→ **Problem to solve**:
Which rows below contain the string "negative"? List each of those rows in full.

→ **Dataset entries**:
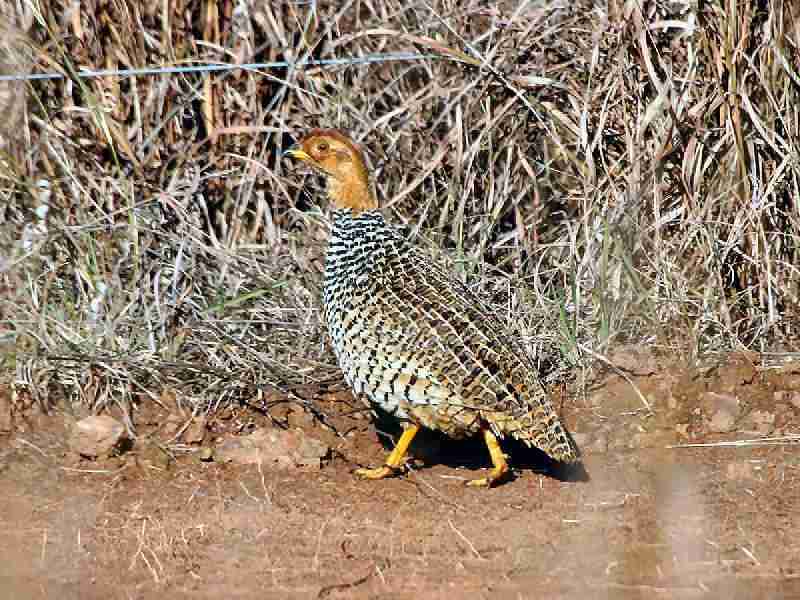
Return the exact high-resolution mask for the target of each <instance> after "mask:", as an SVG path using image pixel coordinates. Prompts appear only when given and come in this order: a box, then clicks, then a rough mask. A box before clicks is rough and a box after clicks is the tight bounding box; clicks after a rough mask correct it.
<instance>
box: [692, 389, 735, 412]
mask: <svg viewBox="0 0 800 600" xmlns="http://www.w3.org/2000/svg"><path fill="white" fill-rule="evenodd" d="M701 401H702V404H703V409H704V410H705V412H706V413H707V414H710V415H713V414H714V413H716V412H717V411H719V410H724V411H726V412H728V413H730V414H732V415H733V416H734V417H735V416H736V415H737V414H738V413H739V398H737V397H736V396H733V395H732V394H718V393H717V392H705V393H704V394H703V395H702V397H701Z"/></svg>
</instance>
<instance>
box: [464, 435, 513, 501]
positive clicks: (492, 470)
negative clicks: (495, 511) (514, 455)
mask: <svg viewBox="0 0 800 600" xmlns="http://www.w3.org/2000/svg"><path fill="white" fill-rule="evenodd" d="M483 440H484V441H485V442H486V447H487V448H489V456H491V457H492V465H494V466H493V468H492V470H491V471H489V475H488V476H486V477H481V478H480V479H473V480H472V481H468V482H467V485H468V486H471V487H492V484H493V483H495V482H496V481H499V480H500V479H502V478H503V477H504V476H505V474H506V473H508V463H507V462H506V455H505V454H503V450H502V449H501V448H500V444H499V443H498V442H497V438H496V437H495V436H494V434H493V433H492V430H491V429H484V430H483Z"/></svg>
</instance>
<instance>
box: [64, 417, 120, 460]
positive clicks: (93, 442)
mask: <svg viewBox="0 0 800 600" xmlns="http://www.w3.org/2000/svg"><path fill="white" fill-rule="evenodd" d="M128 442H129V438H128V435H127V433H126V432H125V427H124V425H122V423H120V422H119V421H117V420H116V419H115V418H113V417H109V416H108V415H99V416H92V417H86V418H85V419H81V420H80V421H78V422H77V423H75V425H74V426H73V427H72V434H71V436H70V447H71V448H72V449H73V450H74V451H75V452H77V453H78V454H80V455H81V456H85V457H87V458H97V457H101V456H111V455H113V454H117V453H119V452H122V451H123V450H124V449H125V445H126V444H127V443H128Z"/></svg>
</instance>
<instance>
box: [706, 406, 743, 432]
mask: <svg viewBox="0 0 800 600" xmlns="http://www.w3.org/2000/svg"><path fill="white" fill-rule="evenodd" d="M735 424H736V417H735V415H734V414H732V413H731V412H729V411H728V410H727V409H725V408H720V409H718V410H717V412H715V413H714V414H713V415H712V416H711V421H710V422H709V423H708V430H709V431H711V432H713V433H727V432H729V431H731V430H732V429H733V426H734V425H735Z"/></svg>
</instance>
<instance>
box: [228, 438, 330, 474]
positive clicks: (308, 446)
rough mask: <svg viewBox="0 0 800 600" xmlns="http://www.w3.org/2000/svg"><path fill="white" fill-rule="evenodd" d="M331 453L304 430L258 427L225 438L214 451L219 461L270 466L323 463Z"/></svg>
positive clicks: (298, 464) (273, 467)
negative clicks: (271, 428)
mask: <svg viewBox="0 0 800 600" xmlns="http://www.w3.org/2000/svg"><path fill="white" fill-rule="evenodd" d="M329 452H330V448H329V447H328V445H327V444H325V443H324V442H321V441H320V440H318V439H316V438H313V437H311V436H308V435H306V434H305V433H304V432H303V430H301V429H293V430H283V429H264V428H262V429H256V430H255V431H254V432H253V433H251V434H250V435H247V436H242V437H237V438H233V439H229V440H226V441H225V442H223V443H222V444H221V445H220V446H218V447H217V448H216V450H215V451H214V458H215V460H217V461H219V462H233V463H237V464H244V465H249V464H258V463H261V464H262V465H263V466H265V467H267V468H276V469H286V468H291V467H295V466H300V467H316V468H319V467H320V466H321V462H322V459H323V458H325V457H326V456H327V455H328V453H329Z"/></svg>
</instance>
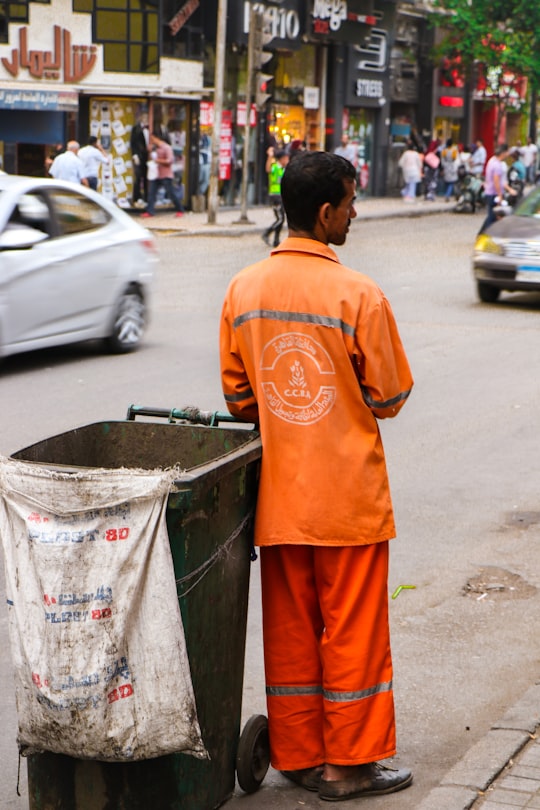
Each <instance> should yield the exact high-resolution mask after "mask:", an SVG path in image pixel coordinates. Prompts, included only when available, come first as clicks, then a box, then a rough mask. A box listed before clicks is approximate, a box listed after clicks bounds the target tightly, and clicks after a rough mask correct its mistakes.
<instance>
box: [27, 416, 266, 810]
mask: <svg viewBox="0 0 540 810" xmlns="http://www.w3.org/2000/svg"><path fill="white" fill-rule="evenodd" d="M141 413H143V414H144V415H152V414H154V415H157V416H163V415H165V414H170V413H173V412H168V411H162V410H160V409H140V410H139V411H137V410H136V409H135V411H134V410H132V409H130V411H128V419H127V420H126V421H111V422H98V423H94V424H89V425H86V426H83V427H80V428H77V429H75V430H71V431H68V432H66V433H62V434H60V435H57V436H53V437H52V438H48V439H45V440H44V441H41V442H38V443H37V444H34V445H31V446H30V447H27V448H25V449H23V450H20V451H18V452H17V453H14V454H13V456H12V457H13V458H15V459H20V460H24V461H28V462H36V463H39V464H40V465H45V466H47V465H50V466H51V467H53V468H58V467H61V468H63V469H65V468H66V467H67V468H74V469H80V468H92V467H94V468H97V467H105V468H119V467H128V468H142V469H155V468H159V467H163V468H164V467H170V466H174V465H179V466H180V467H181V468H182V469H183V470H184V472H183V473H182V474H181V475H180V477H179V478H178V480H177V481H175V486H174V488H173V491H172V492H171V494H170V495H169V498H168V502H167V510H166V518H167V527H168V532H169V540H170V544H171V549H172V556H173V562H174V570H175V575H176V578H177V588H178V597H179V603H180V609H181V613H182V619H183V623H184V631H185V636H186V644H187V650H188V657H189V663H190V668H191V675H192V681H193V688H194V692H195V699H196V703H197V711H198V716H199V723H200V727H201V732H202V737H203V741H204V744H205V746H206V748H207V750H208V752H209V754H210V759H209V760H198V759H195V758H194V757H191V756H189V755H186V754H172V755H167V756H163V757H157V758H155V759H151V760H143V761H137V762H129V763H125V762H118V763H111V762H101V761H97V760H82V759H75V758H72V757H68V756H64V755H59V754H53V753H42V754H35V755H32V756H29V757H28V789H29V807H30V810H180V808H181V810H213V808H216V807H219V806H220V805H221V804H223V803H224V802H225V801H226V800H227V799H228V798H230V796H231V795H232V793H233V791H234V786H235V769H236V768H237V769H238V777H239V783H240V785H241V787H242V788H243V789H244V790H247V791H248V792H251V791H254V790H256V789H257V788H258V786H259V785H260V783H261V782H262V779H263V778H264V776H265V774H266V771H267V769H268V764H269V756H268V732H267V724H266V718H265V717H264V716H263V715H255V716H254V717H252V718H251V719H250V720H249V722H248V724H247V725H246V728H245V729H244V732H243V733H242V735H240V723H241V705H242V686H243V669H244V653H245V637H246V620H247V604H248V587H249V572H250V548H251V540H250V538H251V518H252V515H253V511H254V506H255V500H256V492H257V483H258V474H259V463H260V455H261V445H260V439H259V437H258V434H257V433H255V432H254V431H250V430H246V429H242V428H240V427H238V426H237V427H236V428H234V427H230V426H229V427H222V426H221V424H220V423H219V420H218V419H217V420H216V419H213V420H211V421H212V422H214V423H217V426H201V425H196V424H191V423H188V422H186V421H182V422H180V423H179V422H173V421H171V420H169V422H168V423H166V424H163V423H160V422H156V421H152V422H148V421H135V420H134V416H135V415H140V414H141ZM175 413H177V412H175ZM190 418H191V414H190Z"/></svg>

→ **Output below**:
negative clicks: (495, 511) (514, 455)
negative clicks: (271, 428)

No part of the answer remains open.